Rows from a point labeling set

>> begin

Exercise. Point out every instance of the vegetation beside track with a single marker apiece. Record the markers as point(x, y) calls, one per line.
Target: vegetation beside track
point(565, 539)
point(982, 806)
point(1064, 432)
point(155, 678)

>> end

Given task
Write out every row above again, requests included, with each coordinate in the point answers increased by 117. Leave the requests and their point(x, y) format sample unchanged.

Result
Exercise. Point out every instance of the vegetation beside track with a single marker apiece. Record the markers as point(x, y) calls, one per line.
Target: vegetation beside track
point(682, 656)
point(1099, 923)
point(1181, 549)
point(272, 795)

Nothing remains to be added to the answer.